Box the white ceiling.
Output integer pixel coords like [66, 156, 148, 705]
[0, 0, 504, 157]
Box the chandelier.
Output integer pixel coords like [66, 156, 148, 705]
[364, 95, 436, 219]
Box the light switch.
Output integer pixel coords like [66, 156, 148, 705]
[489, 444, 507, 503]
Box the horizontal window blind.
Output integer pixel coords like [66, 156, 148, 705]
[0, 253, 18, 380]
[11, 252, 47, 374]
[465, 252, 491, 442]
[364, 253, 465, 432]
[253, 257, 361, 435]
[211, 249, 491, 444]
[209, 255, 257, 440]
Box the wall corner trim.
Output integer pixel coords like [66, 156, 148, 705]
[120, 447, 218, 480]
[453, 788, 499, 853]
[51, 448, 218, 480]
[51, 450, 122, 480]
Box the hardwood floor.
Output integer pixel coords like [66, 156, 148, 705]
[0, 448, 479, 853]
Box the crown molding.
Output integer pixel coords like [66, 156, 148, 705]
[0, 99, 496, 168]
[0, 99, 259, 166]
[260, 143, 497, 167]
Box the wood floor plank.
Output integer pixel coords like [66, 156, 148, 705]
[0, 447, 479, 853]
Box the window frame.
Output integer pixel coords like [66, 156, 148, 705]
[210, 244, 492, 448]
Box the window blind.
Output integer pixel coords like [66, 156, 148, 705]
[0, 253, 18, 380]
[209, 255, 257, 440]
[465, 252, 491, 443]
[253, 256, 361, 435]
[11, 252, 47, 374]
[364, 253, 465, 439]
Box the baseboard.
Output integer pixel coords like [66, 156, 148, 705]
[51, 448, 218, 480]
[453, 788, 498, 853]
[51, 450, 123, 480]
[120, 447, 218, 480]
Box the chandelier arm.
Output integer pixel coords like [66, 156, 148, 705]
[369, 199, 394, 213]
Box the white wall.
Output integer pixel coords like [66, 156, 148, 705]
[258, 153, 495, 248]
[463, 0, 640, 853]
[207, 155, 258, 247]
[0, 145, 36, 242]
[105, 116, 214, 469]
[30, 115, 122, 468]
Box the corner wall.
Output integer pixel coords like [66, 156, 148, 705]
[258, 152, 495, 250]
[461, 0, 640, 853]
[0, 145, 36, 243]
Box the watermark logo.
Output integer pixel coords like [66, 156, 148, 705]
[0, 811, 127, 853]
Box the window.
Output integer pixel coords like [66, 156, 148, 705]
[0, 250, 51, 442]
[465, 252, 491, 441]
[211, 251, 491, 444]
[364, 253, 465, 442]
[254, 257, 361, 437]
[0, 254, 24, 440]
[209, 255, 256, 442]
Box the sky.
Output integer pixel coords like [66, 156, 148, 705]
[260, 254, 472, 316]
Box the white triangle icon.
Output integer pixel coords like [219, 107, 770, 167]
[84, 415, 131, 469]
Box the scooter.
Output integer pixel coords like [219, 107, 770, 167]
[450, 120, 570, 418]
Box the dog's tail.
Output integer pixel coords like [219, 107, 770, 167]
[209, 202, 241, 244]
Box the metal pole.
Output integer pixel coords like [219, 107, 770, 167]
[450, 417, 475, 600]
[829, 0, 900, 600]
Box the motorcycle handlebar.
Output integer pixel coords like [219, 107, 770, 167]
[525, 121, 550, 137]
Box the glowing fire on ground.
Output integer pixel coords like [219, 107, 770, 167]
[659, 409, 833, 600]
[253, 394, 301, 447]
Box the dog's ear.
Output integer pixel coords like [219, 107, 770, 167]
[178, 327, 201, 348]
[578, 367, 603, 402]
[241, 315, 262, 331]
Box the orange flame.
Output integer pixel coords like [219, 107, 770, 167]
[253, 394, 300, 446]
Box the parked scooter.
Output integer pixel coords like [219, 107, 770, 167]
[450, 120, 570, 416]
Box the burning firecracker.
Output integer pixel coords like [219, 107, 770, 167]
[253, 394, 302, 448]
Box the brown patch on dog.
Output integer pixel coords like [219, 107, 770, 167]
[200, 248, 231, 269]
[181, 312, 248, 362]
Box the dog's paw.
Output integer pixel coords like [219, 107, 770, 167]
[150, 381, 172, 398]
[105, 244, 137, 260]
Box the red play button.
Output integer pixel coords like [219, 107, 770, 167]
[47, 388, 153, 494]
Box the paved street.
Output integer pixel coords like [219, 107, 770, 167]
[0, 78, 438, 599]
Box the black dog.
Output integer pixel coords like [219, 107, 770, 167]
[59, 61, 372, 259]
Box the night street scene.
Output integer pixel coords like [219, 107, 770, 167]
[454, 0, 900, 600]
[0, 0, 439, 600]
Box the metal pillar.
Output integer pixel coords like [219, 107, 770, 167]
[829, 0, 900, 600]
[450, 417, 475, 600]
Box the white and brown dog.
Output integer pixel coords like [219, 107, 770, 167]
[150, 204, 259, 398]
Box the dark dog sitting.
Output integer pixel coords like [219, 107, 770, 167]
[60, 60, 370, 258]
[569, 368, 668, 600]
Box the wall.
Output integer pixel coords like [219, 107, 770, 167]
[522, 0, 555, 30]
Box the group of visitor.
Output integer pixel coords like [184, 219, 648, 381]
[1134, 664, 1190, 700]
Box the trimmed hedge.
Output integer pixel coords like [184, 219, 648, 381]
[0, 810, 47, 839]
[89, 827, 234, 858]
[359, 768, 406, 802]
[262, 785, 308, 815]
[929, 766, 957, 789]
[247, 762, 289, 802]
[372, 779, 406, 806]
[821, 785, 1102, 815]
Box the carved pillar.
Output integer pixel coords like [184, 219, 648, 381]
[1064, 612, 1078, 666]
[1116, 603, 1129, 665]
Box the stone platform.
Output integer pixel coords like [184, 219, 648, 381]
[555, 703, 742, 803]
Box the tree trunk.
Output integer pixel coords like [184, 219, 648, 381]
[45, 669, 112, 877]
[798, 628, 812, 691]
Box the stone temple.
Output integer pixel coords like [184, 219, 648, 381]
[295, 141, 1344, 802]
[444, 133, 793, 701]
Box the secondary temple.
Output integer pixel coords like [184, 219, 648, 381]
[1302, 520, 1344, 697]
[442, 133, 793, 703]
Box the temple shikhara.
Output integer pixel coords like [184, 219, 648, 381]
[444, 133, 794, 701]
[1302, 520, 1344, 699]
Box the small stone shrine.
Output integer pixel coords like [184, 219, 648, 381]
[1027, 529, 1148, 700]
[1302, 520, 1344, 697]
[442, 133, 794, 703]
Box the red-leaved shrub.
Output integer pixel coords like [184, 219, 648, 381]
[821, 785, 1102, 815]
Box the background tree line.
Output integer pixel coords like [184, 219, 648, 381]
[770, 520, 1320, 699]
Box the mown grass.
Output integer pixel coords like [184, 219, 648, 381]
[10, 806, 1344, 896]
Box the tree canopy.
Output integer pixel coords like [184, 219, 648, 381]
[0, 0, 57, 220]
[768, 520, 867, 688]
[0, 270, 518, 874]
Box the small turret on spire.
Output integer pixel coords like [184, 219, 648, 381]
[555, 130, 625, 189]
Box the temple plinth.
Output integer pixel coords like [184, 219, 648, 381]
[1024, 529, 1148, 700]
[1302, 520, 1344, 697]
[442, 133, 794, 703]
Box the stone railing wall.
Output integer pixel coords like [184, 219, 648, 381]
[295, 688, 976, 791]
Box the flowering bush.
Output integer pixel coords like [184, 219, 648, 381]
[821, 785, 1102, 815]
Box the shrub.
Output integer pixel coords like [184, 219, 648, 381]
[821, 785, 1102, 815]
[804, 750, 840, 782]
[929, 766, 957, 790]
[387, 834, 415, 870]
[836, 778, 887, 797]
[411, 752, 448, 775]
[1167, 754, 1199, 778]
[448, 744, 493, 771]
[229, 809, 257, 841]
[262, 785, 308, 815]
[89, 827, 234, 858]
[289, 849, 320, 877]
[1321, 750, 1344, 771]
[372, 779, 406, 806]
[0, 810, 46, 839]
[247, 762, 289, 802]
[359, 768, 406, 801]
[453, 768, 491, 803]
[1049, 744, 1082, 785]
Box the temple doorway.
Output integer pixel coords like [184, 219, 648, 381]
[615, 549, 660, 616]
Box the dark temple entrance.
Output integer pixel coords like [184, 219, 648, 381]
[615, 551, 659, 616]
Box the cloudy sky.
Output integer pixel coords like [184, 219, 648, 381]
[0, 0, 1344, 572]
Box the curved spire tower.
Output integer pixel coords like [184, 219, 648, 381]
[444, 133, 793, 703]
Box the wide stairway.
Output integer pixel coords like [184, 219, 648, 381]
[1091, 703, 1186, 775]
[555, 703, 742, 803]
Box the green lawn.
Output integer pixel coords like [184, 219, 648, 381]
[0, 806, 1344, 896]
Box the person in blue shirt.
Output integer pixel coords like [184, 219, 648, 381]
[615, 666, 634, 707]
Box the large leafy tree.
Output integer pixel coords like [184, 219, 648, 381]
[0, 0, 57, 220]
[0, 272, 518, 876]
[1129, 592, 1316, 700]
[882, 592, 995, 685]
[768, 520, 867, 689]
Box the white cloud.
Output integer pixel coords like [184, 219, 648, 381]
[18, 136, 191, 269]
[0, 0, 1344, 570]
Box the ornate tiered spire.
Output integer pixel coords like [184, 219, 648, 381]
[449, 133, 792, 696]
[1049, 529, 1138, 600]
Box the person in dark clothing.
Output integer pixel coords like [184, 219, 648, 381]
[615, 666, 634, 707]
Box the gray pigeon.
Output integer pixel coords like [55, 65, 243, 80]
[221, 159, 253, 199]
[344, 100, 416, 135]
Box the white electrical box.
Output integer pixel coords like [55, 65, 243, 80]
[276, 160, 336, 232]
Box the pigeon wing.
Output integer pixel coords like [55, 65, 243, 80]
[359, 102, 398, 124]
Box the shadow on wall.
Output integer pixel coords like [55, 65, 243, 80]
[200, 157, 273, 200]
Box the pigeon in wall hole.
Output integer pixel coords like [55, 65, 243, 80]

=-=-=

-- Task instructions --
Can you copy out, word for word, the part of the material that opens with the line containing "Box the pigeon wing." and runs through the final line of the material?

-- Worked answer --
Box the pigeon wing.
Output integer pixel coords like [55, 65, 243, 80]
[359, 102, 398, 124]
Box the shadow on wall.
Output integer pixel coords like [55, 65, 243, 80]
[200, 157, 273, 200]
Box the pigeon in wall hole.
Output integer pixel coords like [55, 65, 243, 80]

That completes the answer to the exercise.